Roman Kreuziger has signed for Gazprom-RusVelo for the 2021 season. He joins the Russian ProTeam on a one-year contract from NTT Pro Cycling.
“I received a really good energy and impression from the team management during our first online meetings,” Kreuziger said in a statement released by his new team.
“I found out that they are very confident and I will be able to calmly start my preparation for the upcoming season. At this moment there are many very solid riders on the market, that’s why I really appreciate being given a place in the team.”
Kreuziger is the latest rider to confirm his departure from NTT Pro Cycling after Edvald Boasson Hagen’s transfer to Total Direct Energie was announced on Tuesday, but Cyclingnews understands that Doug Ryder’s team is likely to continue in 2021 with a reduced budget.
Gazprom-RusVelo, meanwhile, have already signed Ilnur Zakarin from CCC for 2021, and the team is hoping for a wildcard invitation to the Giro d’Italia, having previously competed at the race in 2016 and 2017.
“I am set to share my experience with the young riders and of course I will be helping Ilnur Zakarin to fight for the GC. I hope that we will receive an invitation to Giro d’Italia next season, because we can definitely be competitive there,” Kreuziger said.
“From my side I also hope to participate in one-day races, especially my favourite Ardennes Classics. Another big goal for me for the next year is the Olympic Games in Tokyo.”
Kreuziger turned professional in 2006 with Liquigas. He later raced for Astana and spent four years with the Saxo Bank/Tinkoff team for four years, before joining Mitchelton-Scott in 2017 and moving to Dimension Data (later NTT) in 2019. In 2014, Kreuziger was provisionally suspended for a suspected biological passport violation relating to 2011-2012, but the case was later dismissed.
The 34-year-old’s palmarès includes the Tour de Suisse (2008) and Amstel Gold Race (2013), and he has also competed in 18 Grand Tours, placing 5th at the Giro d’Italia in 2011 and the Tour de France in 2013.

DATA EXTRACTS
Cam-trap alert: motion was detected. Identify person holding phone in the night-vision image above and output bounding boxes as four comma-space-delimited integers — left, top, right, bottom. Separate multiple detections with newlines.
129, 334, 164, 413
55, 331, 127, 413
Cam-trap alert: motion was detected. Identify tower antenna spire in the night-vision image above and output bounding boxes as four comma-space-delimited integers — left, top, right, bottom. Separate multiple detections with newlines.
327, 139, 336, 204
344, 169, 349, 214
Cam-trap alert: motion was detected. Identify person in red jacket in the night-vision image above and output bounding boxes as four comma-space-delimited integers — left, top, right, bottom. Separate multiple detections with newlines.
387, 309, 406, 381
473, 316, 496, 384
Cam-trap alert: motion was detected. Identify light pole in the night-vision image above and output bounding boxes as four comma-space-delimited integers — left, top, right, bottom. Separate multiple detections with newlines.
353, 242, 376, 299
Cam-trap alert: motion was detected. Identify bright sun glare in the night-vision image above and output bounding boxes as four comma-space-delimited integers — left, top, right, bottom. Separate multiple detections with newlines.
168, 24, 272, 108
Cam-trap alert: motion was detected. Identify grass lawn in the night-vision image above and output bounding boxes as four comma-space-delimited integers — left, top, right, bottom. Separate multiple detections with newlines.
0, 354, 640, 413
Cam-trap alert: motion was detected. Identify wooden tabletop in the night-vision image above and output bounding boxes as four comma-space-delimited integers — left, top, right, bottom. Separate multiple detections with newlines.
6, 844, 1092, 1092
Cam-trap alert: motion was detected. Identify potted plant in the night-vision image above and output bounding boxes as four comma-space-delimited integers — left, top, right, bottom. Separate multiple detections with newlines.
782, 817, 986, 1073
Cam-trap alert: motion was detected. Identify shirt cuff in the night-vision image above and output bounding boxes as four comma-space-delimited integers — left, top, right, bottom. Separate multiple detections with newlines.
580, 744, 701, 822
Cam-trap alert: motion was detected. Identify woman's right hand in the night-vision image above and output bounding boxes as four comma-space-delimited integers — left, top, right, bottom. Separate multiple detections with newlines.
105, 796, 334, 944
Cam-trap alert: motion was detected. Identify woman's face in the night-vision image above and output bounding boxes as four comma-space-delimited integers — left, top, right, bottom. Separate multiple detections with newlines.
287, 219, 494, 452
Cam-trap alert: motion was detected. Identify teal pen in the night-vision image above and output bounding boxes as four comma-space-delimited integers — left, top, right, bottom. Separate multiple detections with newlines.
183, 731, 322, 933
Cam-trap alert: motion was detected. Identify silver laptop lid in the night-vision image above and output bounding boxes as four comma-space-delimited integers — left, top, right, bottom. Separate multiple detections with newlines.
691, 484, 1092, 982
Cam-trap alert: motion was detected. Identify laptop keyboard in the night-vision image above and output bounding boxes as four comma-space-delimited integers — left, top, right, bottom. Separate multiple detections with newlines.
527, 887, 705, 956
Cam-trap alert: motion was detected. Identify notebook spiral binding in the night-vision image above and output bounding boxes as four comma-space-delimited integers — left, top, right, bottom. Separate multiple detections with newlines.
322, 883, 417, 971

WHAT YOU SHOULD DO
According to the article on Roman Kreuziger's move to Gazprom-RusVelo, which team did he turn professional with, and in what year?

OUTPUT OF THE EXERCISE
Liquigas, in 2006.